§ Work required
The answer must consist of the listing, reproduced exactly.
-------- The data
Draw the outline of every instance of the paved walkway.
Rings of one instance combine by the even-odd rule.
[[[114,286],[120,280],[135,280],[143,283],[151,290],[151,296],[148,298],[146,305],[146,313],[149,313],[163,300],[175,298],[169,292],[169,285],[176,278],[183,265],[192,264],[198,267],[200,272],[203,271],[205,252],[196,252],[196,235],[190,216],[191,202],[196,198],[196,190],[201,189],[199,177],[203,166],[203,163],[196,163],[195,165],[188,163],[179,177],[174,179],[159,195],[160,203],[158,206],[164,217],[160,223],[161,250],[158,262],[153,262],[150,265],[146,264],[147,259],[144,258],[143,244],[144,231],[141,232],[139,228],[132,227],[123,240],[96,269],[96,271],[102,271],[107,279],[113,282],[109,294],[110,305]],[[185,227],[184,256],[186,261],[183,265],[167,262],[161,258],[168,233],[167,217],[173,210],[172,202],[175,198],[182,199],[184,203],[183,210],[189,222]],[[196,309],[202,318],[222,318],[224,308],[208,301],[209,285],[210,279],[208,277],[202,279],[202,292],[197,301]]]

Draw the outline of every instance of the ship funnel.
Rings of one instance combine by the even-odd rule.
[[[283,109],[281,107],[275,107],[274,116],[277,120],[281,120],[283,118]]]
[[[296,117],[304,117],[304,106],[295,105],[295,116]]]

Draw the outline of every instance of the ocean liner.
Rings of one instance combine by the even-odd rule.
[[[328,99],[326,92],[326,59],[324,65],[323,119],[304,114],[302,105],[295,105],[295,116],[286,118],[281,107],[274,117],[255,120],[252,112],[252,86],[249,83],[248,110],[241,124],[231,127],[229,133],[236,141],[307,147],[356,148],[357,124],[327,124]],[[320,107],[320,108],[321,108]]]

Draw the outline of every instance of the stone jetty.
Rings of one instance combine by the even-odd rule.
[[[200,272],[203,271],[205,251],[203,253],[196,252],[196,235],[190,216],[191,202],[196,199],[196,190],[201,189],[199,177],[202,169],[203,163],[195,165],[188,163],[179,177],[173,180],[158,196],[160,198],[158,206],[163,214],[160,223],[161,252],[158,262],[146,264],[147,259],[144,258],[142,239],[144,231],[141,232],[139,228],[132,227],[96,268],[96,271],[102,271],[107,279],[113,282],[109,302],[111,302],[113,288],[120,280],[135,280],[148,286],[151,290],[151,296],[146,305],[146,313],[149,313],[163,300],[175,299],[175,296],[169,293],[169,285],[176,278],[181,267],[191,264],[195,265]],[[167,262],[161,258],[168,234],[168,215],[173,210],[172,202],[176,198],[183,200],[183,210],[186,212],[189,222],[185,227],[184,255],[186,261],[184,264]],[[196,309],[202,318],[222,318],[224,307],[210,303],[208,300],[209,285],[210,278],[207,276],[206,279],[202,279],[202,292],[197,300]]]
----------------
§ Exercise solution
Draw the outline of every instance of the paved walkway.
Rings of one instance combine by the even-odd rule.
[[[114,286],[120,280],[135,280],[143,283],[151,290],[151,296],[148,298],[146,305],[146,313],[149,313],[163,300],[175,298],[169,292],[169,285],[176,278],[183,265],[192,264],[198,267],[200,272],[203,271],[205,252],[196,252],[196,235],[190,216],[191,202],[196,198],[196,190],[201,189],[199,177],[203,166],[203,163],[196,163],[195,165],[188,163],[179,177],[174,179],[159,195],[160,203],[158,206],[164,217],[160,223],[161,250],[158,262],[153,262],[150,265],[146,264],[147,259],[144,258],[143,244],[144,231],[141,232],[139,228],[132,227],[123,240],[96,269],[96,271],[102,271],[107,279],[113,282],[109,294],[110,305]],[[185,227],[184,256],[186,261],[183,265],[167,262],[161,258],[168,233],[167,217],[173,210],[172,202],[175,198],[182,199],[184,203],[183,210],[189,222]],[[196,309],[202,318],[222,318],[224,308],[208,301],[209,285],[210,279],[208,277],[202,279],[202,292],[197,301]]]

Draw the outline of every instance of the ship funnel.
Rings of one instance combine by the even-odd rule.
[[[283,109],[281,107],[275,107],[274,116],[277,120],[281,120],[283,118]]]
[[[296,117],[304,117],[304,106],[295,105],[295,116]]]

Draw the outline of every instance of the ocean liner.
Rings of one instance combine by the even-odd rule.
[[[328,99],[326,92],[326,59],[324,65],[323,119],[304,114],[302,105],[295,105],[295,116],[286,118],[281,107],[274,117],[255,120],[252,112],[252,86],[249,83],[248,110],[241,124],[231,127],[229,133],[236,141],[307,147],[356,148],[357,124],[327,124]],[[320,107],[320,108],[321,108]]]

Draw the outline of every instance of the stone jetty.
Rings of one instance combine by the even-odd rule.
[[[200,272],[203,271],[205,251],[203,253],[196,252],[196,235],[190,216],[191,202],[196,199],[196,190],[201,189],[199,177],[202,169],[203,163],[195,165],[188,163],[179,177],[173,180],[158,196],[160,198],[158,206],[163,214],[160,223],[161,252],[158,262],[146,264],[147,259],[144,258],[142,239],[144,231],[141,232],[139,228],[132,227],[96,268],[96,271],[102,271],[107,279],[113,282],[109,302],[111,302],[113,288],[120,280],[135,280],[148,286],[151,290],[151,296],[146,305],[146,313],[149,313],[163,300],[175,299],[175,296],[169,293],[169,285],[176,278],[181,267],[191,264],[195,265]],[[167,262],[161,258],[168,234],[168,215],[173,210],[172,202],[176,198],[183,200],[183,210],[186,212],[189,222],[185,227],[184,255],[186,261],[184,264]],[[196,309],[202,318],[222,318],[224,307],[210,303],[208,300],[209,285],[210,278],[207,276],[206,279],[202,279],[202,292],[197,300]]]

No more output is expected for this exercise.